(Named-object pointing records)
════
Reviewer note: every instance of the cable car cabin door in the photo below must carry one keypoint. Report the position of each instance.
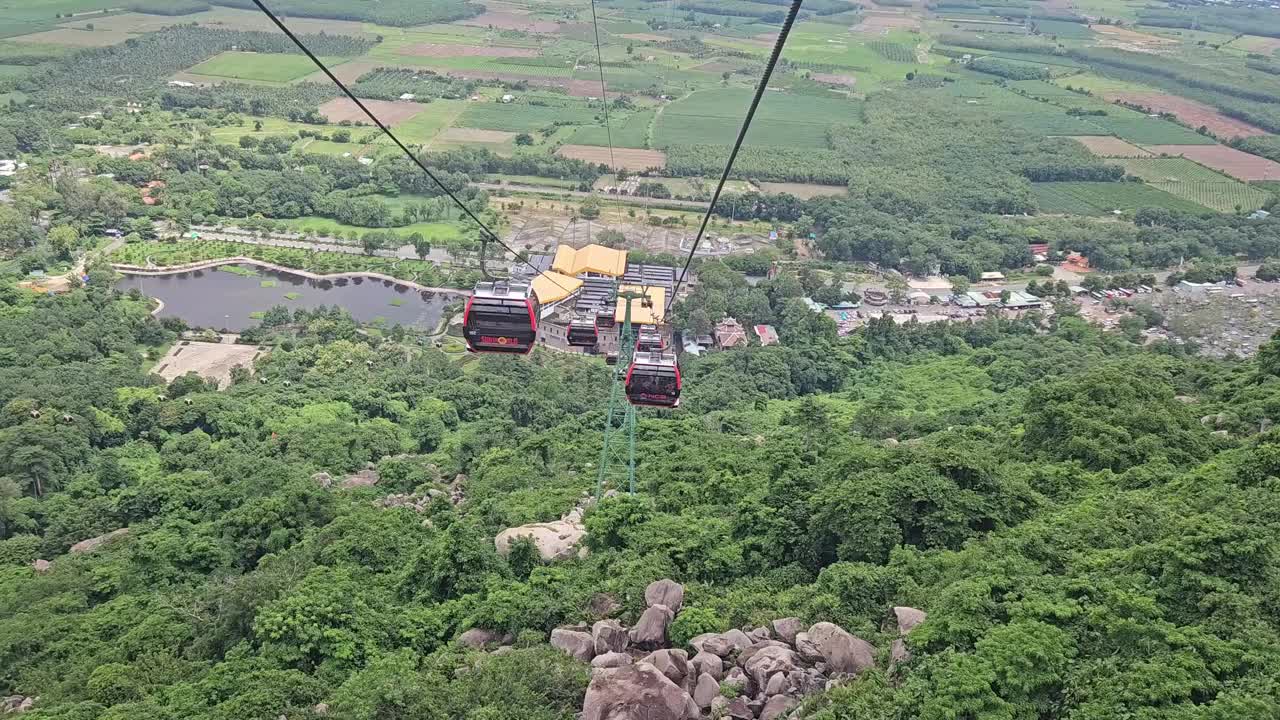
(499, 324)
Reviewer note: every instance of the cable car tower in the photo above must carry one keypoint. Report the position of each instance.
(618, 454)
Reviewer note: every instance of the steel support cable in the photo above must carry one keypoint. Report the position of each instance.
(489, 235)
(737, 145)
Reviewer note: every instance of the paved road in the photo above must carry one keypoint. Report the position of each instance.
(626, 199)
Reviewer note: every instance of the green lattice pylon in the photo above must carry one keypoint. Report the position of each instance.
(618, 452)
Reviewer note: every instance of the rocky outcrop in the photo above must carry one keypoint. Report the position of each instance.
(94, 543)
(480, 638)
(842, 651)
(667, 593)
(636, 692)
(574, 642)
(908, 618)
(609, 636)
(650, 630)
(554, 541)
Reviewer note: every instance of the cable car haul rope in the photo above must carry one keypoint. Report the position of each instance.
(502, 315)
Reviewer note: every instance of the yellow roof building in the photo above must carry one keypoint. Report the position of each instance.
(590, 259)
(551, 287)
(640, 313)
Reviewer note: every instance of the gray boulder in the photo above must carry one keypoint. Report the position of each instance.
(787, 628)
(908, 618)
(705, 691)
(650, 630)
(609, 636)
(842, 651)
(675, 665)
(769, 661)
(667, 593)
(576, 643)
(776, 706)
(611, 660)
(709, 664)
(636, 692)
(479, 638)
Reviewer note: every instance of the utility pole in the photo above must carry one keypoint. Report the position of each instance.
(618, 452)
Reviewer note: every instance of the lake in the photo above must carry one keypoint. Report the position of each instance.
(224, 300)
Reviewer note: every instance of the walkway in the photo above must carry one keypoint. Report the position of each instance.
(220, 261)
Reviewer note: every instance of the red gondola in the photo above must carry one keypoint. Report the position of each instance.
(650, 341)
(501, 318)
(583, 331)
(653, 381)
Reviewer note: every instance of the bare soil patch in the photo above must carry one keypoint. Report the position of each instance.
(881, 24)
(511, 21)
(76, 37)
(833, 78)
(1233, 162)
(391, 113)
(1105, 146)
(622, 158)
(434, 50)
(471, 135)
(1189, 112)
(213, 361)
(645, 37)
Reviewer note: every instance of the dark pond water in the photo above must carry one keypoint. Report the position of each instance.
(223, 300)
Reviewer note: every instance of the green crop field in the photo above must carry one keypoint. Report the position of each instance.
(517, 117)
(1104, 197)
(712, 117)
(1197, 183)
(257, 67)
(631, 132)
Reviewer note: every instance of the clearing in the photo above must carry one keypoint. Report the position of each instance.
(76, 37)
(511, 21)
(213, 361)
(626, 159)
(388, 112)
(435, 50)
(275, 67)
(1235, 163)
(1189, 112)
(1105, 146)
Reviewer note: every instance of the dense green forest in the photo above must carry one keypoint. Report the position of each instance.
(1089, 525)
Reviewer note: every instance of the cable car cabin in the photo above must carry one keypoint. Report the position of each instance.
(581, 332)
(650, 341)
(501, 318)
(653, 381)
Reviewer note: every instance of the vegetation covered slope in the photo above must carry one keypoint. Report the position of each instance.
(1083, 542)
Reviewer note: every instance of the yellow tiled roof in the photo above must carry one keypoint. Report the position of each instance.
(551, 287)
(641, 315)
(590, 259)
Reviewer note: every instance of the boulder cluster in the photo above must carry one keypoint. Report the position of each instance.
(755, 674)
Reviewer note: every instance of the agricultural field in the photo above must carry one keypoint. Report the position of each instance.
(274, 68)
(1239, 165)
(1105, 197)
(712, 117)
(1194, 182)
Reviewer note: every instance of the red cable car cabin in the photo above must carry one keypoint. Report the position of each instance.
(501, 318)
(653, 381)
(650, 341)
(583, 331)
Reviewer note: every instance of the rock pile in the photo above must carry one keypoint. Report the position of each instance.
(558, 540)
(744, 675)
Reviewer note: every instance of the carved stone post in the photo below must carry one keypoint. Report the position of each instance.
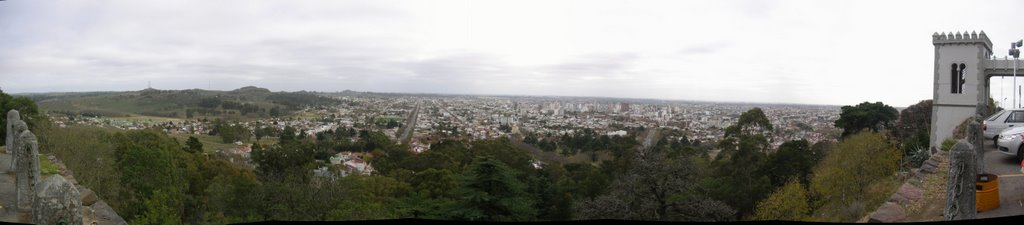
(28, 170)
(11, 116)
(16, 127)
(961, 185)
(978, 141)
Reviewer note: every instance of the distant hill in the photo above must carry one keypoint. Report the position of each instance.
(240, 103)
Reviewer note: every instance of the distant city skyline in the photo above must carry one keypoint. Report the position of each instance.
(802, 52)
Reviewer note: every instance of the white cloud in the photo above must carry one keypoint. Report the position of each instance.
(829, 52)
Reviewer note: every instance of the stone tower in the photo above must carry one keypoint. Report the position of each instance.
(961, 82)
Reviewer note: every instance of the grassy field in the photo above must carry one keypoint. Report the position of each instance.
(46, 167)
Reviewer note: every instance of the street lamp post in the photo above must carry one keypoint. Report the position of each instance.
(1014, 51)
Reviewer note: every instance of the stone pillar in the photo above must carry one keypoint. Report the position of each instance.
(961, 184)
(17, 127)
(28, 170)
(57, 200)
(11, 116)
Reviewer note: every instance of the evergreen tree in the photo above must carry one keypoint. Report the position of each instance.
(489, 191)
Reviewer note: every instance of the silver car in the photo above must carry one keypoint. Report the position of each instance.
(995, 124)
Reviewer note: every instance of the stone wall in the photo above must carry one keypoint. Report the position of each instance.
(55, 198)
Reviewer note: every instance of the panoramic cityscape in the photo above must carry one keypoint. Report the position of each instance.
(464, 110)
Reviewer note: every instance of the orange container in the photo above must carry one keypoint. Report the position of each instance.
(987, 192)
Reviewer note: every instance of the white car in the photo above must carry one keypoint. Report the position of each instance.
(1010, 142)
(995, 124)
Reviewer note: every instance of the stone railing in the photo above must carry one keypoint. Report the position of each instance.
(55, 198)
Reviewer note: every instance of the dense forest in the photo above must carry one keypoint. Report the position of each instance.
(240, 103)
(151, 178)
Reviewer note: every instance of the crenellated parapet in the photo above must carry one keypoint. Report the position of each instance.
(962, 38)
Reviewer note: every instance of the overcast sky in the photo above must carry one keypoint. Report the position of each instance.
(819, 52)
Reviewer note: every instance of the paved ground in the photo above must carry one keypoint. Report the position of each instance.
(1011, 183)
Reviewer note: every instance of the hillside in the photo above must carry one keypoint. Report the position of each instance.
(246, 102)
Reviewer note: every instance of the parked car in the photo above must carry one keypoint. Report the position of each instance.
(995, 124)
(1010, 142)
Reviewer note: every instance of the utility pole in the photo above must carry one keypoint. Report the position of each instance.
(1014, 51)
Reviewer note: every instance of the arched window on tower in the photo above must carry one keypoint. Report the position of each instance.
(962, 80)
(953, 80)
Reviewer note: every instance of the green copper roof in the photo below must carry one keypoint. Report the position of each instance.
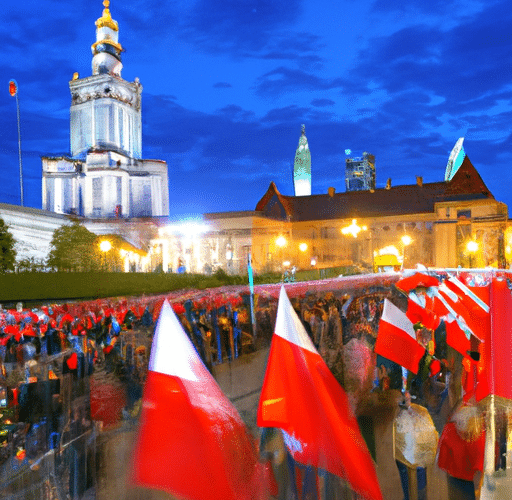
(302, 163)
════
▸ **Requirement**
Reproduce the records above exactly, leaving out every picture they contain.

▸ **Task output**
Reviewer note: every instance of the cable car cabin door in the photo below must carry one keypoint. Report the position of each instance.
(499, 324)
Reviewer note: every instance of the cable car tower in the photo above must carry one keypoint. Report the position of each instance.
(618, 454)
Reviewer note: every instance of the steel support cable in the photo above must carry one keypoint. Report the position of each instance.
(489, 235)
(737, 145)
Reviewer note: every instance of the paved road in the photo above must carry one keypoint. Report the position of each instance.
(626, 199)
Reviewer note: every instance of the green lattice pylon in the photo above must carry one keypoint. Report the position of each instance.
(618, 452)
Reviewer note: every instance of the rocky outcrop in the photo above must carry one keypoint. Report the position of each instance.
(94, 543)
(480, 638)
(842, 651)
(667, 593)
(636, 692)
(574, 642)
(908, 618)
(609, 636)
(650, 630)
(554, 541)
Reviewer note: every instance of the cable car haul rope in the photo above must carry one keypoint. Report the position of each instance.
(502, 315)
Reviewer note: every instance of the yellow roof building in the photo above must carry one keypoint. Report the position of each instance.
(590, 259)
(551, 287)
(640, 313)
Reviewer note: every instance of the gray boulder in the photo above must carry one keypoint. Report the position of each instance.
(787, 628)
(908, 618)
(705, 691)
(650, 630)
(609, 636)
(842, 651)
(675, 665)
(769, 661)
(667, 593)
(576, 643)
(776, 706)
(611, 660)
(709, 664)
(636, 692)
(479, 638)
Reviewer note: every instance of the utility pole in the photo above must carry one keypoint. Report the position of each instance.
(618, 452)
Reviewer note: every instance of the lake in the photo above must carry one keypoint. Report the position of each instance.
(224, 300)
Reviewer note: every instance of the walkway in the photo above must carry one keypoint. Report the position of each instance.
(220, 261)
Reviewer note: every instance of the red gondola in the photo above must carry one keypoint. Report the position of each instance.
(650, 341)
(501, 318)
(583, 331)
(653, 381)
Reviewer note: every instance of the bare soil patch in the photo above must carry one keypoint. Report the position of each instance.
(881, 24)
(511, 21)
(76, 37)
(833, 78)
(1233, 162)
(391, 113)
(1105, 146)
(622, 158)
(434, 50)
(471, 135)
(1189, 112)
(213, 361)
(645, 37)
Reviewer note: every instance of the dark pond water in the photo above must carry one keypoint. Report the position of each instance.
(223, 300)
Reviewer note: every instance of the green crop field in the photo above must carry one keypoint. Report the position of each instance.
(517, 117)
(1104, 197)
(712, 117)
(1197, 183)
(257, 67)
(631, 132)
Reviewer note: every instance of the clearing in the photo above must carry one keypoint. Report the position of each instance.
(76, 37)
(511, 21)
(213, 361)
(626, 159)
(388, 112)
(435, 50)
(275, 67)
(1235, 163)
(1189, 112)
(1105, 146)
Reviewer note: every instance of the dense green forest in the photo above must carry one keypoint. Report the position of each instance.
(1089, 525)
Reviewer note: every instance of the cable car cabin in the photo above must carry one keypoint. Report the position of each instance.
(581, 332)
(650, 341)
(501, 318)
(653, 381)
Reviewer note: every instance of the vegetation covered slope in the photo above must carry one keypoint. Report the position of each instance.
(1083, 542)
Reviewer note: every instance of the yellow tiled roof in the photo above must carry one keypoint. Report the position of each instance.
(551, 287)
(641, 315)
(590, 259)
Reviewer note: every instance of the boulder cluster in the photo above must carry one keypoint. Report the position of each instance.
(755, 674)
Reviewer note: every instance of the agricultural field in the photo above must carry one keypoint. Report the position of each instance.
(274, 68)
(1239, 165)
(1105, 197)
(712, 117)
(1194, 182)
Reviewer note: every instance of the red cable car cabin in the photo above must carry one keypoint. Report the position of each instance.
(501, 318)
(653, 381)
(650, 341)
(583, 331)
Reviewer note: every instance of the rock pile in the photo above must carry one keypoint. Report the position of each instance.
(558, 540)
(744, 675)
Reviewer note: every instance of the carved stone post in the photo below must carry one keypoint. Report the position of each instance.
(28, 170)
(11, 116)
(16, 127)
(961, 185)
(978, 141)
Reviewer note: every instance of the distant hill in the photo above must carry one keypoint. Report the position of each instance.
(240, 103)
Reviewer note: every instance of the distant city skyline in the photo above must carry one keypoint. Report the position of each instance.
(802, 52)
Reviewer note: every instance of the white cloud in the photo above must carry one keypoint. Report the position of each instance.
(829, 52)
Reviewer note: every instance of the stone tower in the photo above must carry one keypoint. Report the position of each instance.
(961, 82)
Reviewer note: every instance of the grassy field in the photo above must carry one keypoint. Report the position of each instance.
(46, 167)
Reviewer note: every instance of the street lamp post in the photo above must carry one keypoint. Report the position of each instance.
(1014, 51)
Reviewer note: every instance of the stone pillar in the photo above must carry one keypoint. Report the position of each instance.
(961, 184)
(17, 127)
(28, 170)
(57, 200)
(11, 116)
Reviewer note: every instance of the evergreen tree in the photo above must carry one keypoint. Report the position of each instance.
(489, 191)
Reviewer note: every instance of the silver car in the photo above must carry one keypoint. Report the position of each instance.
(995, 124)
Reviewer note: every instance of the stone wall in the photo above must carry one keypoint. Report the position of each instance.
(55, 198)
Reviewer note: every instance of the panoramic cityscape in the photo above must carry one keypoint. Report the position of each instance.
(464, 110)
Reviewer note: every instance of the orange container in the photo above must carry one keypoint. Report the position of each instance.
(987, 192)
Reviewer note: every instance of the white car in the photo above must carry one keypoint. Report the position of each instance.
(1010, 142)
(995, 124)
Reviewer note: every instance of the stone railing in the photo above must carry one keypoint. Report the position of each instance.
(55, 198)
Reviewer note: every instance of the dense forest in the photo above must carry one keypoint. Report the position of each instance.
(240, 103)
(151, 178)
Reviewer note: every instance of the crenellated parapet in the photo above must carry one keypoint. Report the position of each instance.
(962, 38)
Reviewer note: every instance of the overcast sky in the photo above must carry one keypoint. Report the position of each instance.
(819, 52)
Reviewer note: every instance of the paved ground in the photo above must carry one keypoint. Report the position of each instance.
(1011, 183)
Reviewer note: every instance of the hillside in the photo above must carry one keypoint. Report the position of each instance.
(246, 102)
Reviewer note: every instance of the parked car in the photo above must carry one keypoint. Report the position of each instance.
(995, 124)
(1010, 142)
Reviewer note: every instance of the utility pole in the photo above must carry one keypoint. Report the position of each instance.
(1014, 51)
Reviewer note: every instance of the arched window on tower in the photo above must carry one keypoint. Report the position of each instance.
(962, 80)
(953, 80)
Reviewer note: every instance of the green copper roof in the photo below must carry one keypoint. Report the position of each instance.
(302, 163)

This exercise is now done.